**DATA EXTRACT**
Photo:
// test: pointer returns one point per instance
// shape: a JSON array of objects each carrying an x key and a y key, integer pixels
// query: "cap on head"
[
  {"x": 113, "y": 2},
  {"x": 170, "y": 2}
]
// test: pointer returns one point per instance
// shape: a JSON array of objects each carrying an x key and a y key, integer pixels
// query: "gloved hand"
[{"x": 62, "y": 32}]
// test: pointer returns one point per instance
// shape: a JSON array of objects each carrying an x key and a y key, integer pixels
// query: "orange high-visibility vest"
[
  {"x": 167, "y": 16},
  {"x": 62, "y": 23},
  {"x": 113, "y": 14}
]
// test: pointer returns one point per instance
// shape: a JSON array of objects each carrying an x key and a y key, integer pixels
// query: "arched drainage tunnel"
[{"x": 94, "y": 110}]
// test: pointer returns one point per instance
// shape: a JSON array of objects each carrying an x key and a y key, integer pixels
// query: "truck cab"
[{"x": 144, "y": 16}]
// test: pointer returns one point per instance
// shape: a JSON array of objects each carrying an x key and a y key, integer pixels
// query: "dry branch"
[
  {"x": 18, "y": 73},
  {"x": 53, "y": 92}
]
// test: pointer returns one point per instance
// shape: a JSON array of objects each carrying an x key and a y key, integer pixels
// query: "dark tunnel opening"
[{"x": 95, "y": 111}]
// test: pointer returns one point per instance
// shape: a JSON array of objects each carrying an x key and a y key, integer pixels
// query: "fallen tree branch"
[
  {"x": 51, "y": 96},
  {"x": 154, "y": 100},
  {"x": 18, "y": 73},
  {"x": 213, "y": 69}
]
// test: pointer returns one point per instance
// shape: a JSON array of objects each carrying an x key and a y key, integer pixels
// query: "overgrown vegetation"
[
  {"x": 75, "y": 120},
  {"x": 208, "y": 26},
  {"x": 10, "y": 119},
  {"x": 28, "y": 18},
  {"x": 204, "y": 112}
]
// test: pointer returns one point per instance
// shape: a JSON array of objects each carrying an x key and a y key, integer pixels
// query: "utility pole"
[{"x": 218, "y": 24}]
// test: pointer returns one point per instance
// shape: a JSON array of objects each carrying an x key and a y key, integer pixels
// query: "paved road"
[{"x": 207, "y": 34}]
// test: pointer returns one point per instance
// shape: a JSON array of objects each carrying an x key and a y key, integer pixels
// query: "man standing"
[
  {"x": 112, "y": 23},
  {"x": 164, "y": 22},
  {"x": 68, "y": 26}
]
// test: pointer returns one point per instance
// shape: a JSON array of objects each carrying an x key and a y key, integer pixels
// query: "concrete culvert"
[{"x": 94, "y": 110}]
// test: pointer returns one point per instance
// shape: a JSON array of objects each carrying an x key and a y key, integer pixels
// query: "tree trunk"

**GIVEN REQUEST**
All of the data above should be transcribed exactly.

**TASK SOLUTION**
Photo:
// test: pointer returns one point per instance
// shape: a JSON array of objects each carrying an x key and a y key, integer pixels
// query: "cap on head"
[
  {"x": 113, "y": 2},
  {"x": 170, "y": 2}
]
// test: pointer returns one point per instance
// shape: a JSON array of objects each carrying an x key and a y key, integer pixels
// query: "gloved hand"
[{"x": 62, "y": 32}]
// test: pointer returns one point per instance
// shape: a JSON array of objects each carrying an x key and a y key, integer pixels
// query: "orange high-visibility vest"
[
  {"x": 167, "y": 16},
  {"x": 62, "y": 23},
  {"x": 113, "y": 14}
]
// test: pointer returns one point per instance
// shape: a JSON array of objects each carrying an x key and a y key, integer pixels
// query: "arched drainage tunnel"
[{"x": 94, "y": 110}]
// test: pointer returns one point per instance
// shape: a JSON array of objects each carrying an x key and a y key, integer pixels
// query: "truck cab"
[{"x": 144, "y": 16}]
// test: pointer returns one point per instance
// shape: a JSON array of objects each carrying an x key and a y key, integer pixels
// query: "dry branch"
[
  {"x": 18, "y": 73},
  {"x": 53, "y": 92}
]
// test: pointer returns one point per instance
// shape: a JSON array of objects each carrying an x key and a y key, integer pixels
// query: "dark tunnel opening"
[{"x": 95, "y": 111}]
// test: pointer returns one point per instance
// shape: a JSON array of objects each carrying an x key and a y key, integer pixels
// query: "fallen tree branch"
[
  {"x": 51, "y": 96},
  {"x": 154, "y": 100},
  {"x": 18, "y": 73},
  {"x": 213, "y": 69}
]
// test: pointer returns one point per instance
// shape: a JSON array of objects each carrying an x key and a y key, integer pixels
// query: "overgrown vegetation"
[
  {"x": 75, "y": 120},
  {"x": 208, "y": 26},
  {"x": 10, "y": 119},
  {"x": 28, "y": 18},
  {"x": 204, "y": 112}
]
// test: pointer returns one point per instance
// shape: a JSON array of objects each carrying an x key and a y key, integer pixels
// query: "utility pole"
[{"x": 218, "y": 24}]
// test: pointer returns one point per instance
// shape: a JSON array of objects each carrying an x key and a y key, integer pixels
// query: "paved road"
[{"x": 207, "y": 34}]
// test: pointer returns one point per instance
// shape: a JSON array of objects each carrying an x key and a y key, integer pixels
// query: "man standing"
[
  {"x": 112, "y": 23},
  {"x": 164, "y": 22},
  {"x": 68, "y": 26}
]
// test: pointer returns one point per instance
// shape: a JSON array of objects each carrying an x key and a y key, integer pixels
// query: "concrete culvert"
[{"x": 94, "y": 110}]
// test: pointer returns one point per instance
// shape: a JSON array of objects each carrying an x key and a y key, integer pixels
// query: "tree trunk"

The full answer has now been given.